[WHAT YOU NEED TO DO] Collect every line in the items below that contains the string "woman", treating uppercase and lowercase letters as different.

____ INFORMATION GIVEN

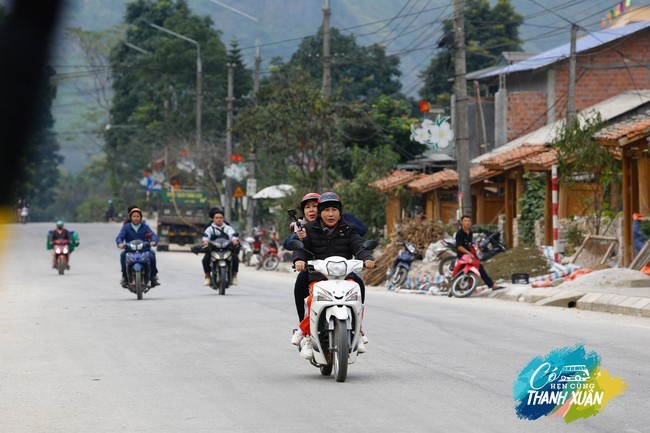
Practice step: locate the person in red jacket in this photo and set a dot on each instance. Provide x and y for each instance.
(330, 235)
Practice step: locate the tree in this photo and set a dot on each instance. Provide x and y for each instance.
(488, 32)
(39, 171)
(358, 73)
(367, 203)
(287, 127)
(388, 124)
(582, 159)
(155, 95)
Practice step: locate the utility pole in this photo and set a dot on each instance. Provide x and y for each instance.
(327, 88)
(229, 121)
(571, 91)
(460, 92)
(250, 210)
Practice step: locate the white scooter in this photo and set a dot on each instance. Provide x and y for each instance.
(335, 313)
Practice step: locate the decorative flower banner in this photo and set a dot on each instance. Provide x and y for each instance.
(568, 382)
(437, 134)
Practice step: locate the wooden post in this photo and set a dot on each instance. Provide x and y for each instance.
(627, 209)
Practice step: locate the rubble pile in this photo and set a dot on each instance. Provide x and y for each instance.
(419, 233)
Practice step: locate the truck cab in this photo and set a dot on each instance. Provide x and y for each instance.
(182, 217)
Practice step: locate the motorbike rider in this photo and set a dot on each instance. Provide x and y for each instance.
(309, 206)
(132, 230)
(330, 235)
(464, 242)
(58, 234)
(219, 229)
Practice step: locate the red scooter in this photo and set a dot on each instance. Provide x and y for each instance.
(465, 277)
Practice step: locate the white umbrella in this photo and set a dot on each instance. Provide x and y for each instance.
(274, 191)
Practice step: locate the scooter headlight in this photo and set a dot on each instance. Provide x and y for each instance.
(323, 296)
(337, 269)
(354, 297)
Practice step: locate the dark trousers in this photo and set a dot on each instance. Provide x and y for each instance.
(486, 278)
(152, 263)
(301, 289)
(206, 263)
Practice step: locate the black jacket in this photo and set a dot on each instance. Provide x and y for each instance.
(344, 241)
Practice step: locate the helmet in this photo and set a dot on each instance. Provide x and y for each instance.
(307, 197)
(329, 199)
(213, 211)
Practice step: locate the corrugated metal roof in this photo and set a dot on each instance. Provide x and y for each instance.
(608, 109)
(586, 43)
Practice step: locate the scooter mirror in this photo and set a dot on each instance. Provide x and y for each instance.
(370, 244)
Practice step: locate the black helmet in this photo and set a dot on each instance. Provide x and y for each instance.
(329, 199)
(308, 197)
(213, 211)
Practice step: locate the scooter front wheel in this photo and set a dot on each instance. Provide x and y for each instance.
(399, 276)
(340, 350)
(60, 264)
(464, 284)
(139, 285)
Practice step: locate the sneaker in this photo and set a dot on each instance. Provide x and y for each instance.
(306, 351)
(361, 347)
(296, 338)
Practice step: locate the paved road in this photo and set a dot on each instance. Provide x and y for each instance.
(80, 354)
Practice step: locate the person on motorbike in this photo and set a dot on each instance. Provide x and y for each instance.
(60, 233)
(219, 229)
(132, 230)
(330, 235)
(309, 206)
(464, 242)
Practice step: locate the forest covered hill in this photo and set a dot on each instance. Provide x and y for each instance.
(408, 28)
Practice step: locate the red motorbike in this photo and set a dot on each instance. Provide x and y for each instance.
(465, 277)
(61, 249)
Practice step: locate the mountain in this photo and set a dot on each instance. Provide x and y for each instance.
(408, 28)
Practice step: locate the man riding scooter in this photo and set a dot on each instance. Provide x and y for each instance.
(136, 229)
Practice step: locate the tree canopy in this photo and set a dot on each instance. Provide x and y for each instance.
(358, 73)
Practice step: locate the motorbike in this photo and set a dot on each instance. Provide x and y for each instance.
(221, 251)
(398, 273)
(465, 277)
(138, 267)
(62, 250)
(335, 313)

________
____ INFORMATION GIVEN

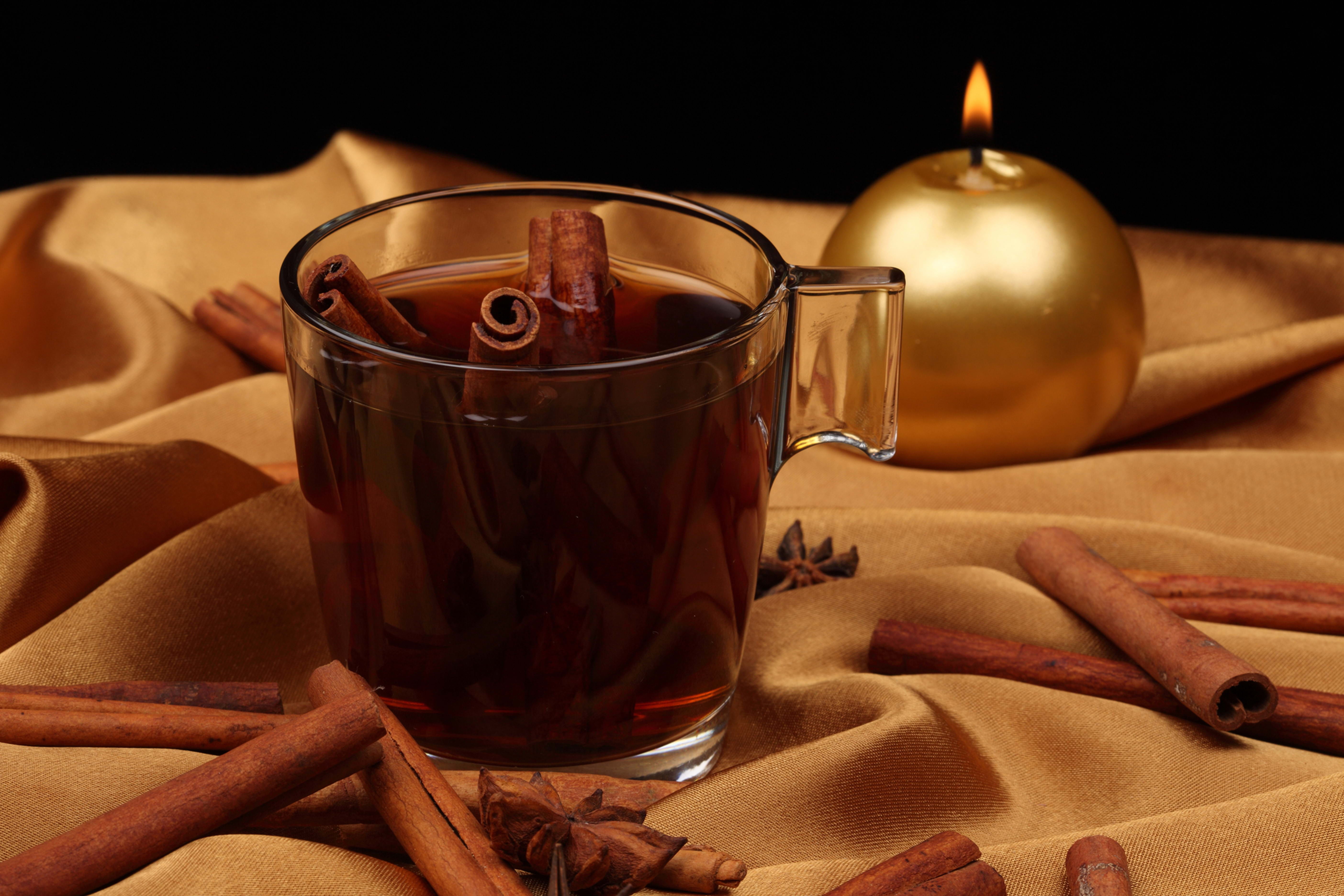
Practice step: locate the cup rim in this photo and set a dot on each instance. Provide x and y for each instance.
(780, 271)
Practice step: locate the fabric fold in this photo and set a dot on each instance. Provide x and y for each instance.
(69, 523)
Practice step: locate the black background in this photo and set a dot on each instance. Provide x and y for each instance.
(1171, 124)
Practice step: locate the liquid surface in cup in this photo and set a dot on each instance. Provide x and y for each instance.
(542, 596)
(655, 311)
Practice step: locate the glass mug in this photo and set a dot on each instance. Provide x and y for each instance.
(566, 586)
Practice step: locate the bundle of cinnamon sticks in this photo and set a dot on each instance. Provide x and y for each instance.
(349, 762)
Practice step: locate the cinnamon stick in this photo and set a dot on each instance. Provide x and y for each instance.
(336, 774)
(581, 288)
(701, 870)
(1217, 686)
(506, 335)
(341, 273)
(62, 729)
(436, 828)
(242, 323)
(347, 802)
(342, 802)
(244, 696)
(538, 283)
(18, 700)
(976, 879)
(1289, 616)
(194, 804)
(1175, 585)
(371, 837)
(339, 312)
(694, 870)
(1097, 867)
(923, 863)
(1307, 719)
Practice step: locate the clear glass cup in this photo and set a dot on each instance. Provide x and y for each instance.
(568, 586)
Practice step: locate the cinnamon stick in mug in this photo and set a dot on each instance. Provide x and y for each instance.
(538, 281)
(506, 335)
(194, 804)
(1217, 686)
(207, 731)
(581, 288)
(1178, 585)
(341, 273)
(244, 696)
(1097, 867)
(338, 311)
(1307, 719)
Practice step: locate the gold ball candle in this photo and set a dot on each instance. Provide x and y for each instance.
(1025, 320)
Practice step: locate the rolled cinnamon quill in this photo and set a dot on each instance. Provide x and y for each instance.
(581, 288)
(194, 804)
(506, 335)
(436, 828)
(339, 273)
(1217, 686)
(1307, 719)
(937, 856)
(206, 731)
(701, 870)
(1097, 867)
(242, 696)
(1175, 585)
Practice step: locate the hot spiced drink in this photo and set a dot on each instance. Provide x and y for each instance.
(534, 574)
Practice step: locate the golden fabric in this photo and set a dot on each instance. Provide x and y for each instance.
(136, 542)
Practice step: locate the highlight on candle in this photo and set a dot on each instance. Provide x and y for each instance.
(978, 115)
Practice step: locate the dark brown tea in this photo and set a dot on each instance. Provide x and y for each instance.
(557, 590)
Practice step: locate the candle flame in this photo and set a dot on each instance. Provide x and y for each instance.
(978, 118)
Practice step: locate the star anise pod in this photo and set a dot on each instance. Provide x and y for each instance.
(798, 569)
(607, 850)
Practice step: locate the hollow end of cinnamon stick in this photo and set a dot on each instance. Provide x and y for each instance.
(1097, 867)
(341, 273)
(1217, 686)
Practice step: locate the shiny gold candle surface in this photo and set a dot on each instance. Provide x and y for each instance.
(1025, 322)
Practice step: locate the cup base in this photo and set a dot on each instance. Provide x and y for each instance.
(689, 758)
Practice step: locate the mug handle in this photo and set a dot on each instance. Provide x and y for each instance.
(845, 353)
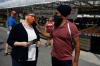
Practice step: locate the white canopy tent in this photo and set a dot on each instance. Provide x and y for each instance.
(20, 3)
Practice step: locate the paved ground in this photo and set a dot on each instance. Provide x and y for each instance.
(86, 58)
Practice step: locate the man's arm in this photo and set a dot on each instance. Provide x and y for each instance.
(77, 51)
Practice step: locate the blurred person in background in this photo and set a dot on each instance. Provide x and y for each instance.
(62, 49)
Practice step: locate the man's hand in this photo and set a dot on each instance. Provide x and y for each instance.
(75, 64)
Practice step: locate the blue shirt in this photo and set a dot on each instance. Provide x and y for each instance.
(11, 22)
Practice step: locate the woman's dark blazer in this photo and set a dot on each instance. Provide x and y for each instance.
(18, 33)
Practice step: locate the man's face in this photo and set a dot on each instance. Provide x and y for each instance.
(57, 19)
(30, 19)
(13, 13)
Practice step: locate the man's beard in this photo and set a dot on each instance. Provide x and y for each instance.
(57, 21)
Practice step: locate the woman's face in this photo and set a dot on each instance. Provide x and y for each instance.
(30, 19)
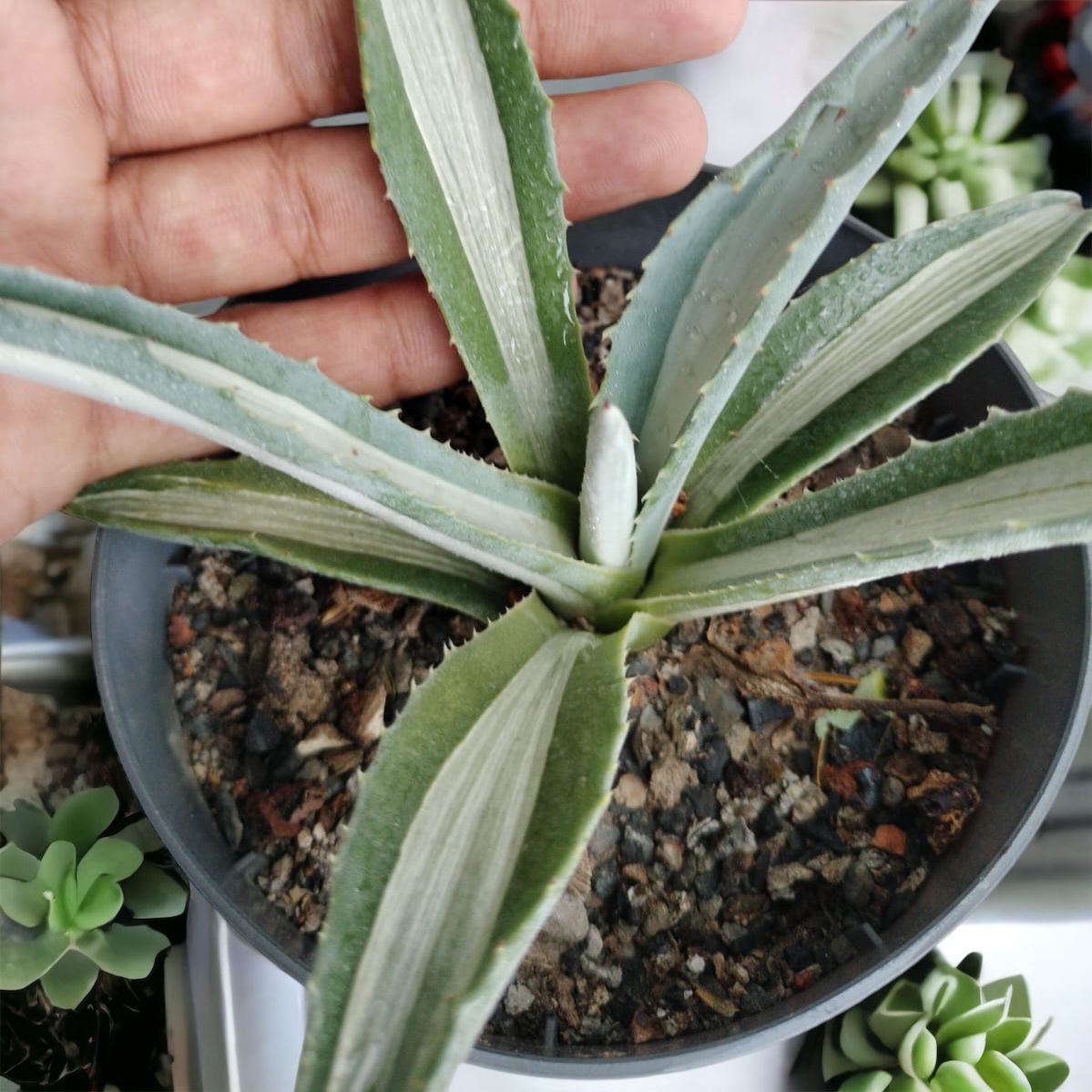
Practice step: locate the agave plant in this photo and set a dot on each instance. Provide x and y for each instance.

________

[TASK RESPONSE]
Practice step: locate the woman's dark blazer in this photo and set a dot on each instance. Provide x and y for each instance.
Practice step: locate the woman's face in this photo and set a dot on each instance. Provide x and y for each instance.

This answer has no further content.